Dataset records
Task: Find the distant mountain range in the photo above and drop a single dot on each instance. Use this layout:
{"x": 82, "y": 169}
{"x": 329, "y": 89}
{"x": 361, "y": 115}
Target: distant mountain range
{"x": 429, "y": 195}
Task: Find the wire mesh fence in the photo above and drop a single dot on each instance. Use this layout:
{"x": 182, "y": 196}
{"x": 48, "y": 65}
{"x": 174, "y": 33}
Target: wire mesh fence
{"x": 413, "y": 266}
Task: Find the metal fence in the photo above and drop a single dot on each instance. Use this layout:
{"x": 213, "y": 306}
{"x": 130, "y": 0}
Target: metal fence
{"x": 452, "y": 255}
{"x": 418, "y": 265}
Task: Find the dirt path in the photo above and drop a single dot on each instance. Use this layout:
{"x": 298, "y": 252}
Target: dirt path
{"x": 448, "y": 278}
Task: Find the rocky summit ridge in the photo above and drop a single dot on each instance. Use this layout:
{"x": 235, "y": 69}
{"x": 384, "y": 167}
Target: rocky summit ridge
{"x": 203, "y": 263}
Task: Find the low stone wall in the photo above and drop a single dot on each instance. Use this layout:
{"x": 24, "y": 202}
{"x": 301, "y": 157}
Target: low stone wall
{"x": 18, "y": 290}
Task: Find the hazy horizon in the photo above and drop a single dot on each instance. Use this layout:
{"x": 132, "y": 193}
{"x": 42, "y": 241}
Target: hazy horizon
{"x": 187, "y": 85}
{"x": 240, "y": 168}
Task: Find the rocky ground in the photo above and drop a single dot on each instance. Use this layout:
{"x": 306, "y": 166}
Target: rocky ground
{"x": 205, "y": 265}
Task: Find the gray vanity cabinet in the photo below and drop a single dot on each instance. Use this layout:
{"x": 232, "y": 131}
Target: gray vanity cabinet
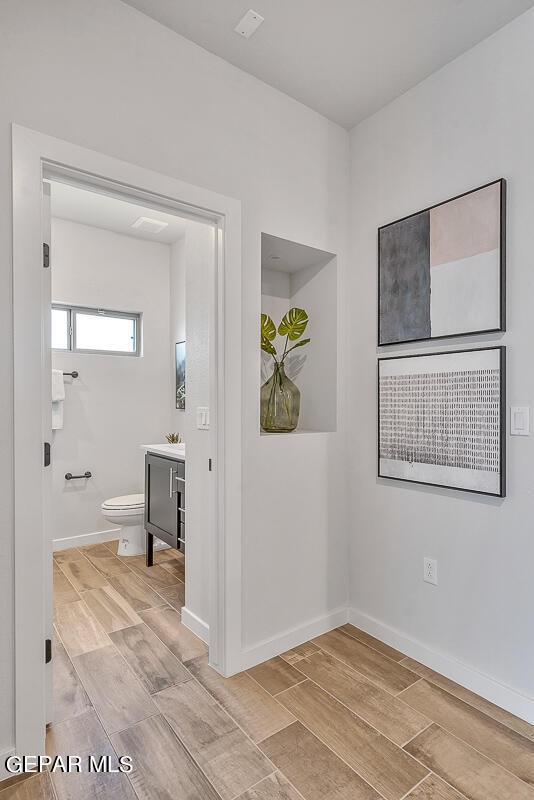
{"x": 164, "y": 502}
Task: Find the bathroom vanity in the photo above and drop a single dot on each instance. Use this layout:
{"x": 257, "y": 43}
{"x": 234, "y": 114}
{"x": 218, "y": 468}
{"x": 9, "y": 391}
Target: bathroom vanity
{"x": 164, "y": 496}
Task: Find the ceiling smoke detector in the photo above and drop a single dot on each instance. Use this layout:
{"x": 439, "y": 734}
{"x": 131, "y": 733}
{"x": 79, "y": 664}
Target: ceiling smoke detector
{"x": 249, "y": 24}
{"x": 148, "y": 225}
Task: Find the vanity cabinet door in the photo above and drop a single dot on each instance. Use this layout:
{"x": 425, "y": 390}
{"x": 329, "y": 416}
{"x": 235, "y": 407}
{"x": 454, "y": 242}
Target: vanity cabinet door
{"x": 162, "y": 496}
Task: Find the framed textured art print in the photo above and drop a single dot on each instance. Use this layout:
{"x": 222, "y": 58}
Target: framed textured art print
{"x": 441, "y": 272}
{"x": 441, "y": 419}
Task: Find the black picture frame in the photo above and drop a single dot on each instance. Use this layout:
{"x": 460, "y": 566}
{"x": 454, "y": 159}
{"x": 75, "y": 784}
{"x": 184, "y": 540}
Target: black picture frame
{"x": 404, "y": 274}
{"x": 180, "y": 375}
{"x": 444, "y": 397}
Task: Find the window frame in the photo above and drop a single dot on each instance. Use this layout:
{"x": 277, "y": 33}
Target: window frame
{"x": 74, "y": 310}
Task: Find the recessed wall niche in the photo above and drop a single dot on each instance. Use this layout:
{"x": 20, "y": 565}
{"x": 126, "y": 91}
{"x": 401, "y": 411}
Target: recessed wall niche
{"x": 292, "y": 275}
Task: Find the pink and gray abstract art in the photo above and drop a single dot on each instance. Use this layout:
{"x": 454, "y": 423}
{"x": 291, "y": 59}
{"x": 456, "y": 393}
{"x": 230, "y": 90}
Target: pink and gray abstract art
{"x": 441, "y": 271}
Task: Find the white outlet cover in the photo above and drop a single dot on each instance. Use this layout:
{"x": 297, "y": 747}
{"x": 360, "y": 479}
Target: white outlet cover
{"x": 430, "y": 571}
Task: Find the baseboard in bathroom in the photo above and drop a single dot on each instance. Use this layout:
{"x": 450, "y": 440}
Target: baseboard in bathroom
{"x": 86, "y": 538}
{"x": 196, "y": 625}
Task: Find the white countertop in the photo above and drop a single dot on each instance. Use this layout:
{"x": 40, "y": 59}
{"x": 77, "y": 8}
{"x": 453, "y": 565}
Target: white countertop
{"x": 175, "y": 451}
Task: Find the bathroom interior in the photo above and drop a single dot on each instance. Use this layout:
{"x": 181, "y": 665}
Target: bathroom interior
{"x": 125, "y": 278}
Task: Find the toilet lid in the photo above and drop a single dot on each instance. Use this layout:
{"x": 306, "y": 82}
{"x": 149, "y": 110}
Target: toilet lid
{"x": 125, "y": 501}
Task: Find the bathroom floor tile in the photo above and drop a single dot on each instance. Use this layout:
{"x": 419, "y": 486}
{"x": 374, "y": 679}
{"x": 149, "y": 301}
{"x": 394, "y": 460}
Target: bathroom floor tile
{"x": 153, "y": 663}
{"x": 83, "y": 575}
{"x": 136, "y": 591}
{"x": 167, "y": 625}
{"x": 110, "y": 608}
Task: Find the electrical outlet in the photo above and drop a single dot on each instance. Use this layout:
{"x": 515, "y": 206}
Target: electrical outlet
--
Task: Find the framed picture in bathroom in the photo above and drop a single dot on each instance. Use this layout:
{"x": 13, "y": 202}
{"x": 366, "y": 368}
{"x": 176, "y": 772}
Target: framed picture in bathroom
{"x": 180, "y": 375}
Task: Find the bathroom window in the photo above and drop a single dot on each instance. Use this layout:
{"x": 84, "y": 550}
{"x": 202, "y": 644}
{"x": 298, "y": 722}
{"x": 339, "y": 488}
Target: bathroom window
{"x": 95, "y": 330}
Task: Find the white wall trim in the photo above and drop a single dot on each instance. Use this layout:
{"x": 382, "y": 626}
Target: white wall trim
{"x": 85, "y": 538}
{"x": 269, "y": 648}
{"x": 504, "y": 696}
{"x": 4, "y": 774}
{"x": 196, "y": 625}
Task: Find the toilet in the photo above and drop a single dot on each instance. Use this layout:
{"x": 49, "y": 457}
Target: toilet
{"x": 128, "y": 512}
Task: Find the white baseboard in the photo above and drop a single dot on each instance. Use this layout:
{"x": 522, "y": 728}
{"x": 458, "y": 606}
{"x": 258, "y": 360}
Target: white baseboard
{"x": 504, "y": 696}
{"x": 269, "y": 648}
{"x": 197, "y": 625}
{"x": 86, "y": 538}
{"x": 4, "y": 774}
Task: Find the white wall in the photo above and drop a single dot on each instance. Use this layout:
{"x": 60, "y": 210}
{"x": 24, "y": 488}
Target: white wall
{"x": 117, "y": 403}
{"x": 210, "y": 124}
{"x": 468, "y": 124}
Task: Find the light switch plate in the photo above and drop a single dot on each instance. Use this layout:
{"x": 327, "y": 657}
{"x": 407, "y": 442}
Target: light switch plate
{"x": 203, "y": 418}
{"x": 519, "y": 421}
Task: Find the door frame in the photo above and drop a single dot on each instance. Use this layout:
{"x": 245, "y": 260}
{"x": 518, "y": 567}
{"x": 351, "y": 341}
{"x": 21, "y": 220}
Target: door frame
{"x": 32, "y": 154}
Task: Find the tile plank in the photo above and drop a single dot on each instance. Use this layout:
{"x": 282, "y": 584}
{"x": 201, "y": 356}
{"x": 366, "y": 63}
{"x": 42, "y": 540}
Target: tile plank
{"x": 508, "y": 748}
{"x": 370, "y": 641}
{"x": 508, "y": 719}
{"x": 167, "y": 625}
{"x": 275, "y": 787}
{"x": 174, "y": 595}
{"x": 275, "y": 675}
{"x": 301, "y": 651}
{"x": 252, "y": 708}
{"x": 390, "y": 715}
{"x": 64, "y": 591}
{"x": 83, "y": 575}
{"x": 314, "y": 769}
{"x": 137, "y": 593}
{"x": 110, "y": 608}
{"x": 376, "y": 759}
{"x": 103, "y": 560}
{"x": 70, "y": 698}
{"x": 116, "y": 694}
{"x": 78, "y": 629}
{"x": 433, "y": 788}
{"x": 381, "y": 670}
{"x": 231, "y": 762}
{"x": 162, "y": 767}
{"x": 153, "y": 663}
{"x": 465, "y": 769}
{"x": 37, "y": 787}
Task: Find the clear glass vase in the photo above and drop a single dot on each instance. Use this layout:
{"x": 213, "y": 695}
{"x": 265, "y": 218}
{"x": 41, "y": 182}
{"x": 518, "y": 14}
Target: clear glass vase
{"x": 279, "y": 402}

» **PROBLEM TO WORK ON**
Copy the items above word for word, starting at the line with "Task: Find the bathroom floor" and ending at the line with "Target: electrical outlet", including both of those lines.

» **EXERCISE RESULT**
Task: Find the bathroom floor tile in the photo above and drop a single dot on each instance. Use this layout:
{"x": 419, "y": 486}
{"x": 374, "y": 679}
{"x": 149, "y": 301}
{"x": 394, "y": 460}
Target: bathroom floor tile
{"x": 153, "y": 663}
{"x": 83, "y": 575}
{"x": 136, "y": 591}
{"x": 167, "y": 625}
{"x": 110, "y": 608}
Task: Find the electrical outlet in the photo above and drop a single dot on each instance. Use this layout:
{"x": 515, "y": 206}
Target: electrical outlet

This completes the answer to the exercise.